*Work request:*
Format the data below as a JSON list of strings, one string per line, leaving out blank lines. Begin at the first line of the data and stop after the line that contains "positive clicks: (364, 150)", including that line.

Collected data:
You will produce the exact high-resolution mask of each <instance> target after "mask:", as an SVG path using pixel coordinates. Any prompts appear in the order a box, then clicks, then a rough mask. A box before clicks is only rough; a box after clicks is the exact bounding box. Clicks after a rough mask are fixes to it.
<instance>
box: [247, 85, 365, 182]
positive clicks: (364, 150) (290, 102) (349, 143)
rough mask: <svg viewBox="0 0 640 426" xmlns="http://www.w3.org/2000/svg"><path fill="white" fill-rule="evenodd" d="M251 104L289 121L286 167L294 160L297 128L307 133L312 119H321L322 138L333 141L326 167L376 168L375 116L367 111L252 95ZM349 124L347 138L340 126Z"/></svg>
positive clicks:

*Result of the exercise:*
[
  "You will produce the exact high-resolution mask of each <instance> target after \"mask:\", as an SVG path using pixel coordinates. Any prompts appear in the order a box, then clicks, then a rough mask. A box before clicks is only rough; a box after clicks is the exact bounding box. Clicks after a rough mask are fixes to it.",
  "<instance>",
  "box: [247, 85, 365, 182]",
  "positive clicks: (364, 150) (290, 102) (349, 143)"
]